##### STORED DATA

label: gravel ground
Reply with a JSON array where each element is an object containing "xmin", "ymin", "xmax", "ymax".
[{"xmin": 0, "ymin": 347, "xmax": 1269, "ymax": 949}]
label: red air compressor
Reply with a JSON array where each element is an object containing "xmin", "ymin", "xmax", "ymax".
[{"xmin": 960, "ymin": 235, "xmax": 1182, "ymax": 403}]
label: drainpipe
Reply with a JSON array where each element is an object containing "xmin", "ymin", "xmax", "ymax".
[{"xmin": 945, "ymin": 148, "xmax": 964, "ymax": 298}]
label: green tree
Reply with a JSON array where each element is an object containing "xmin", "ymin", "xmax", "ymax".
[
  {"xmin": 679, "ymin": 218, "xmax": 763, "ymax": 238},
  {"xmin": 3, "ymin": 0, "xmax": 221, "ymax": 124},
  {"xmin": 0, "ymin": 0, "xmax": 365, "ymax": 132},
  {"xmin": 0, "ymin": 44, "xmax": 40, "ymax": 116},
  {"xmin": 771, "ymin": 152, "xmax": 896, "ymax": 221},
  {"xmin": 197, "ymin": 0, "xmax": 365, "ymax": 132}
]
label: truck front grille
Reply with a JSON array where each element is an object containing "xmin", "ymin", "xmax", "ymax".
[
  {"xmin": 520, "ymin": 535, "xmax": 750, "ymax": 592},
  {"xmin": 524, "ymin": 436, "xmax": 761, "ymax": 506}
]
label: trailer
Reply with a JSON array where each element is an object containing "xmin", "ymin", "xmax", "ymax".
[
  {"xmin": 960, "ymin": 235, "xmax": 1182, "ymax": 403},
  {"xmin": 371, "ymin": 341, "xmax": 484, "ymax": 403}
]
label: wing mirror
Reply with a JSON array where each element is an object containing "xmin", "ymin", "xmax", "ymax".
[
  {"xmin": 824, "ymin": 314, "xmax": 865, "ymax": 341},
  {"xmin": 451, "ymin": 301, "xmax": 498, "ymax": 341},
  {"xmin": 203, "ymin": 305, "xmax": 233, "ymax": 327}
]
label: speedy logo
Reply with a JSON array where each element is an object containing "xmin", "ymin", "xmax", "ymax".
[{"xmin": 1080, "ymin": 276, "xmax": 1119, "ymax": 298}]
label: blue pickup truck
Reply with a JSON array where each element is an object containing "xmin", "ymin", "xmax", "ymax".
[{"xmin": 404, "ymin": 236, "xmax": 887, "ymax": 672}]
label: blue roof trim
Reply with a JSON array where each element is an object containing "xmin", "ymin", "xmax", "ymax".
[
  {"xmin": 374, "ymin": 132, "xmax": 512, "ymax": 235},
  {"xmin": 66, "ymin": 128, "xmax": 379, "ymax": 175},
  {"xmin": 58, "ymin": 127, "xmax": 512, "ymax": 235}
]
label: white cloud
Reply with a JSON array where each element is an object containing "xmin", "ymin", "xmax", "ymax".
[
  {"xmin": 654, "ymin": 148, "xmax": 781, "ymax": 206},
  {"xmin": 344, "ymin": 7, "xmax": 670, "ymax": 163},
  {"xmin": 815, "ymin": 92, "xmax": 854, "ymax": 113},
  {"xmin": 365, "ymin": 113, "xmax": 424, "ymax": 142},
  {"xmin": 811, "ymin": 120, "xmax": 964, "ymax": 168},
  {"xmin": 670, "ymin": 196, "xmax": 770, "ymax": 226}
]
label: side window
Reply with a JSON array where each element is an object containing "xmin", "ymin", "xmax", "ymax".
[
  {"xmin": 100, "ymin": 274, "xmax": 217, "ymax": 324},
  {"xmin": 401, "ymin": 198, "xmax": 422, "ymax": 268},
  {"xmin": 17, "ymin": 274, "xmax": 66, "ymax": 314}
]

##########
##### STORED DATA

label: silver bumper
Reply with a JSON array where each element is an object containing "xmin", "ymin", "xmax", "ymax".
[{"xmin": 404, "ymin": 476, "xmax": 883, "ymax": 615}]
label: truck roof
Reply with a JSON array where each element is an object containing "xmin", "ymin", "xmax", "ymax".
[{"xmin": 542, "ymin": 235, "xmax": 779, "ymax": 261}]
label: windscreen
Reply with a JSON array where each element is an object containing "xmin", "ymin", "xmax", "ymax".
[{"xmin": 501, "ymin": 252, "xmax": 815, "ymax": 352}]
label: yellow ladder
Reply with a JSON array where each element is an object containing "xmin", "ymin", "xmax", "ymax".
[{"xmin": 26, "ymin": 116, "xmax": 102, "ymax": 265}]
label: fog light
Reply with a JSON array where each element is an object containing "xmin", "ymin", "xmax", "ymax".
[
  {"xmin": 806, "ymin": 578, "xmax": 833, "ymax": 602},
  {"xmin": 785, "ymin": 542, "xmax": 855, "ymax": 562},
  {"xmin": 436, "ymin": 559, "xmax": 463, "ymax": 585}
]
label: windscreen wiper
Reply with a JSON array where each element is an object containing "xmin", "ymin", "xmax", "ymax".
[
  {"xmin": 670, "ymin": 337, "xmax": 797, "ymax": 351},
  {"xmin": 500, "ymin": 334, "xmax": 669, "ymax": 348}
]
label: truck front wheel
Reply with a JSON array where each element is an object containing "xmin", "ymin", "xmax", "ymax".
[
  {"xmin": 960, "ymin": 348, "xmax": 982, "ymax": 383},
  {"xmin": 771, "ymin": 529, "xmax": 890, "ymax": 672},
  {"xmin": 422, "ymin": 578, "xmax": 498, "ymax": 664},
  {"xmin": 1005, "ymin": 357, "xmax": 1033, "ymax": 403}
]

##########
##### STORED DATA

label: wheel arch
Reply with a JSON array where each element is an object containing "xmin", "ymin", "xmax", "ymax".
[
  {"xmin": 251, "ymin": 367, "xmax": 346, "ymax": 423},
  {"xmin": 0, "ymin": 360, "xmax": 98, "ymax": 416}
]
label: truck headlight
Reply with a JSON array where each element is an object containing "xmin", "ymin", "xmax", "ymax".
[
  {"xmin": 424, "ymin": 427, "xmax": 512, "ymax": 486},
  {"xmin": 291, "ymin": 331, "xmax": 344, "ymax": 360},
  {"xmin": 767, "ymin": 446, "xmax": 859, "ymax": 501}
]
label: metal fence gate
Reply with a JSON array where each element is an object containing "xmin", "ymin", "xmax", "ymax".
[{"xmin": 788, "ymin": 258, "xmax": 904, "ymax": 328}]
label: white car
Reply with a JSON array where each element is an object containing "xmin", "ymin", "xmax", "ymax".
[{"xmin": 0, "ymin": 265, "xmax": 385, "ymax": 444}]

##########

◆ PROBLEM ◆
Find every line in the data above that contains the word "windscreen" and copy each one out in full. Case matters.

◆ TASK RESPONSE ◆
label: windscreen
label: windscreen wiper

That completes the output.